===== EXTRACT PROVIDED =====

A new study on fruit flies led by UCL scientists demonstrates that early life events can have a lasting effect on the activity of our genes and even on our longevity.
In the study, which was published in the journal Nature Aging, the researchers demonstrate that ‘memory’ of gene expression can last for a long time and may represent a unique target for enhancing late-life health (Martínez Corrales et al., 2022).
Dr. Nazif Alic at UCL Institute of Healthy Ageing, UCL Bioscience, is the study’s lead author. He states, “Health in old age depends partly on what a person experienced in their childhood or even in the womb. Changes in gene expression throughout adolescence can create a ‘memory’ that influences health more than half a lifetime later.”
The scientists expanded on their earlier findings that fruit flies with a high-sugar diet early in the life lived shorter lives, even when their diets were altered as adults. Here, the authors identify the mechanism that likely explains the result.

=====

• **ABOUT THIS TASK**
In the report on the fruit fly study, write out the passage from "Dr. Nazif Alic" up to and including "explains the result." word for word.

===== RECORD EXTRACTS =====

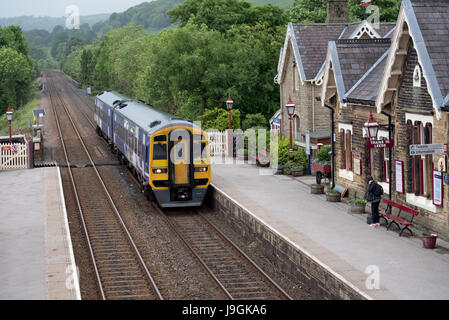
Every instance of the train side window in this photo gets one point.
(160, 138)
(197, 152)
(160, 151)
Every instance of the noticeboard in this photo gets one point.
(399, 178)
(437, 188)
(424, 149)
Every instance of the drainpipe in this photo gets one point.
(333, 143)
(390, 135)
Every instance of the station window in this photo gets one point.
(346, 149)
(422, 165)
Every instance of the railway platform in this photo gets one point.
(36, 256)
(375, 263)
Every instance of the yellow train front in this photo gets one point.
(180, 170)
(168, 155)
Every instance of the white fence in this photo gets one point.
(218, 143)
(13, 156)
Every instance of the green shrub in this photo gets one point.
(323, 154)
(254, 121)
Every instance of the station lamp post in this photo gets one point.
(290, 111)
(229, 105)
(371, 127)
(9, 117)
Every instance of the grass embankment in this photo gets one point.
(19, 118)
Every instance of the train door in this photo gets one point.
(180, 157)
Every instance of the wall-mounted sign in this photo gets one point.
(446, 178)
(437, 188)
(357, 153)
(442, 164)
(358, 166)
(379, 143)
(423, 149)
(308, 142)
(399, 165)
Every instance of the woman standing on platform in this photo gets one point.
(373, 195)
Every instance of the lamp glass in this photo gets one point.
(291, 110)
(373, 132)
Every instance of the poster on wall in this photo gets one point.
(399, 165)
(437, 188)
(358, 166)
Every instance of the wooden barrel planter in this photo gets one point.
(429, 242)
(356, 208)
(333, 197)
(317, 189)
(297, 172)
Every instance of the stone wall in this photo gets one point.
(417, 100)
(356, 116)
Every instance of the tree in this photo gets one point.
(15, 77)
(256, 120)
(308, 11)
(314, 11)
(86, 66)
(218, 119)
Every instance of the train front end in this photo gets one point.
(180, 171)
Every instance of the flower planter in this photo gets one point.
(321, 167)
(429, 242)
(297, 172)
(356, 208)
(333, 197)
(280, 169)
(317, 189)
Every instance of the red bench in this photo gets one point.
(397, 220)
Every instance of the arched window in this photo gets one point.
(297, 128)
(417, 77)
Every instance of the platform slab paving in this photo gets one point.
(341, 241)
(36, 256)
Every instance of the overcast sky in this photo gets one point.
(57, 8)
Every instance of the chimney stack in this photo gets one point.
(337, 11)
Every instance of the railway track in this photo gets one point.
(229, 267)
(120, 270)
(235, 273)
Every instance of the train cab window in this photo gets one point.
(199, 152)
(160, 138)
(160, 151)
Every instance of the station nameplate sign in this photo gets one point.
(379, 144)
(423, 149)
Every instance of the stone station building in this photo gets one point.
(404, 83)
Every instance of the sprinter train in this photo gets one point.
(168, 155)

=====

• **SOLUTION**
Dr. Nazif Alic at UCL Institute of Healthy Ageing, UCL Bioscience, is the study’s lead author. He states, “Health in old age depends partly on what a person experienced in their childhood or even in the womb. Changes in gene expression throughout adolescence can create a ‘memory’ that influences health more than half a lifetime later.”
The scientists expanded on their earlier findings that fruit flies with a high-sugar diet early in the life lived shorter lives, even when their diets were altered as adults. Here, the authors identify the mechanism that likely explains the result.